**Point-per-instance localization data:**
•••••
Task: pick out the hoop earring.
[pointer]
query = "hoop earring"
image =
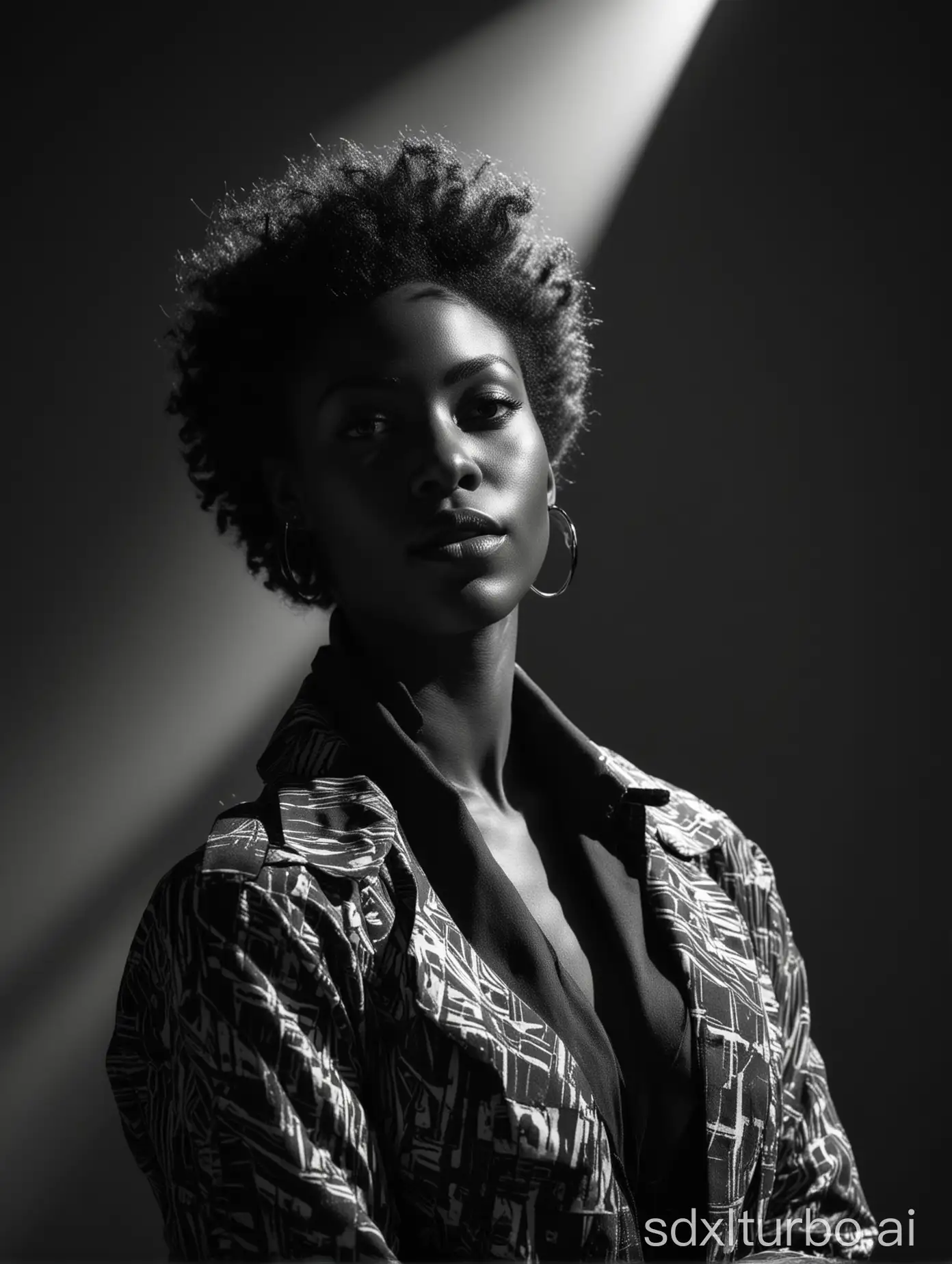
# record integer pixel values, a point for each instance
(573, 545)
(287, 570)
•••••
**Directions:** Omit the pictures, then set down all the remaining data exactly as given.

**Exercise output:**
Task: pick out the hoop earring.
[pointer]
query = "hoop earring"
image =
# record integer pixel values, a point for each instance
(573, 545)
(287, 570)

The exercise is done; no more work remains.